Extrait à lire.

»»

Incertitudes sur la présidentielle sénégalaise

Après une décennie de pouvoir, Abdoulaye Wade remet son mandat en jeu en février 2012. Mais beaucoup d’incertitudes planent sur la présidentielle avec un chef d’Etat vieillissant qui fait face à des contestations tous azimuts.

Qui pour succéder à Abdoulaye Wade à la prochaine élection présidentielle sénégalaise prévue en février 2012? C’est la question à mille balles à laquelle bien des analystes, des observateurs et surtout des chancelleries établies à Dakar aimeraient trouver une réponse.

Pour le moment, la tâche semble ardue tant l’incertitude plane sur cette échéance décisive pour l’avenir du Sénégal. Au pouvoir depuis 11 ans, Wade s’est déclaré candidat à sa propre succession. Mais s’il avait pu l’emporter sans coup férir en 2007 avec une nette victoire au premier tour (55,90% des voix), il en est autrement cette fois-ci tant les obstacles qui se dressent sur son chemin sont nombreux —à commencer par son âge.

En 2012, Wade aura «officiellement» 86 ans, ce qui en fera l’un des doyens des chefs d’Etat de la planète, avec le dictateur zimbabwéen Robert Mugabe. En outre, beaucoup de ses compatriotes contestent la légalité d’un troisième mandat de Wade à la tête du pays et restent suspendus à la décision du Conseil constitutionnel, juridiction habilitée à valider ou invalider sa candidature et… présidée par un de ses proches. D’où la crainte exprimée par ses opposants d’un «syndrome Paul Yao Ndré», du nom du président du Conseil constitutionnel ivoirien pro-Gbagbo dont la décision de reconnaître la victoire de ce dernier avait précipité le pays dans la guerre.

Plus fâcheux pour Wade, la période de grâce semble être terminée depuis longtemps, avec des contestations tous azimuts de son régime. A commencer par le divorce avec les jeunes, qui avaient largement contribué à son avènement au pouvoir. L’image de Sénégalais fuyant la misère en s’entassant par milliers sur des barques de fortune pour trouver un hypothétique eldorado sur les plages espagnoles a fortement écorné l’image du chef de l’Etat.

Tribun populiste hors pair, Wade avait su trouver la bonne formule, en 2000, en demandant à des milliers de chômeurs de lever la main et de leur promettre un emploi. Une décennie plus tard, la désillusion chez cette couche de la population est grande comme en atteste l’irruption tonitruante sur la scène médiatique du mouvement «Y en a marre». Composée pour l’essentiel de rappeurs dont le fameux Fou Malade, ces activistes sont en train d’inciter des milliers de jeunes à s’inscrire sur les listes électorales en vue de sanctionner le pouvoir. Le régime prend très au sérieux cette menace en multipliant les manœuvres d’intimidation à l’endroit de «Y en marre».

««

D'après l'extrait sur la présidentielle sénégalaise, quel pourcentage des voix Abdoulaye Wade a-t-il obtenu au premier tour en 2007 ?

Données fournies.
»»

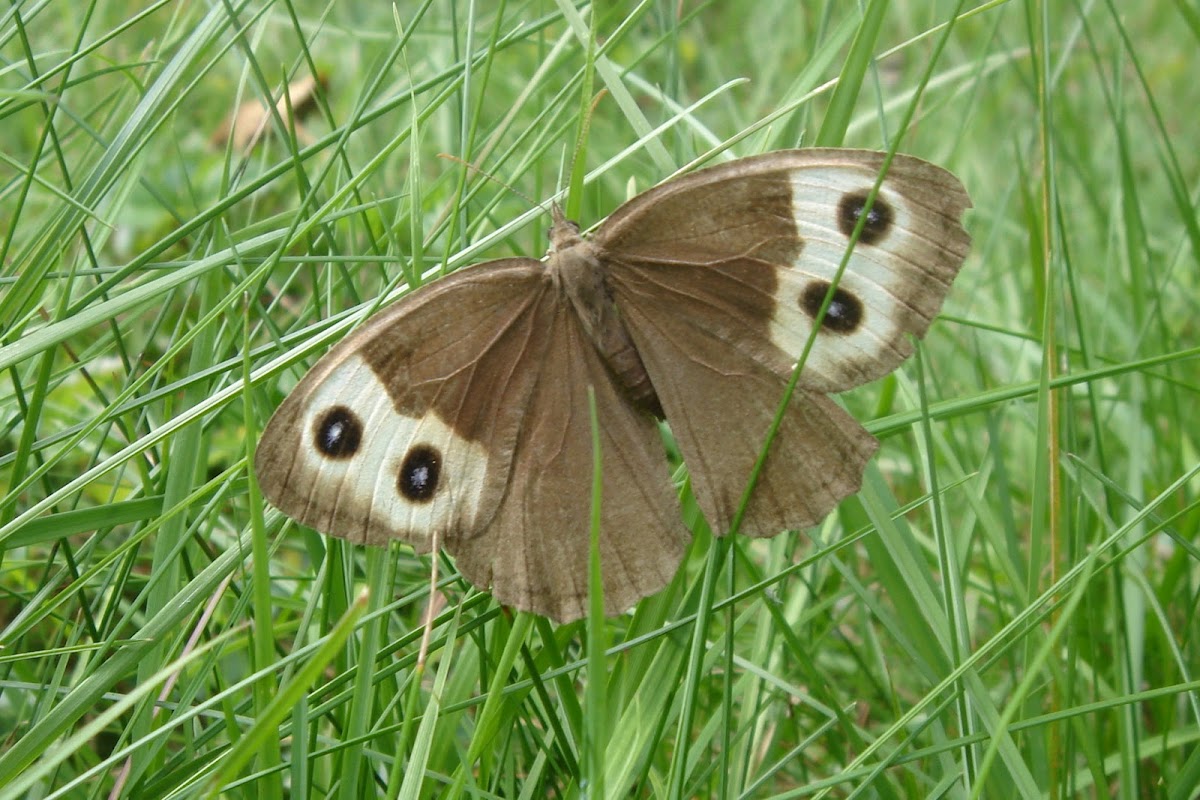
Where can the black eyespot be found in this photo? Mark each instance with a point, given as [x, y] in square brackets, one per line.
[419, 474]
[337, 433]
[845, 312]
[879, 218]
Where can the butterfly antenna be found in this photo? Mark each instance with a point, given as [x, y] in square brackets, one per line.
[484, 173]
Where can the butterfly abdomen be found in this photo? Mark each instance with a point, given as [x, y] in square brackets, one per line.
[580, 277]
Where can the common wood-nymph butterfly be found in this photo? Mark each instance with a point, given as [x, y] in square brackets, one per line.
[463, 407]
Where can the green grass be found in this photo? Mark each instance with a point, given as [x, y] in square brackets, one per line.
[1008, 608]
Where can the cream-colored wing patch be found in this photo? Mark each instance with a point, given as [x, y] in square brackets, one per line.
[349, 463]
[906, 257]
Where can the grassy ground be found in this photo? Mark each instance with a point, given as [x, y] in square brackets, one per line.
[1007, 609]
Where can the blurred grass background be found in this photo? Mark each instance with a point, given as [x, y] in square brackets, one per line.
[1007, 609]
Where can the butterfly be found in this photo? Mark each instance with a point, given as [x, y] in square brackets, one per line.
[462, 409]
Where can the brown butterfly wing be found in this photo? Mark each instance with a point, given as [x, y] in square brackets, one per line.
[462, 409]
[748, 250]
[720, 405]
[719, 276]
[535, 553]
[436, 386]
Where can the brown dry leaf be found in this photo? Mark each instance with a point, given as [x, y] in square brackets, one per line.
[246, 126]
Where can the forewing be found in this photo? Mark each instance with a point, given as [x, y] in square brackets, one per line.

««

Réponse complète. Il a obtenu 55,90 % des voix.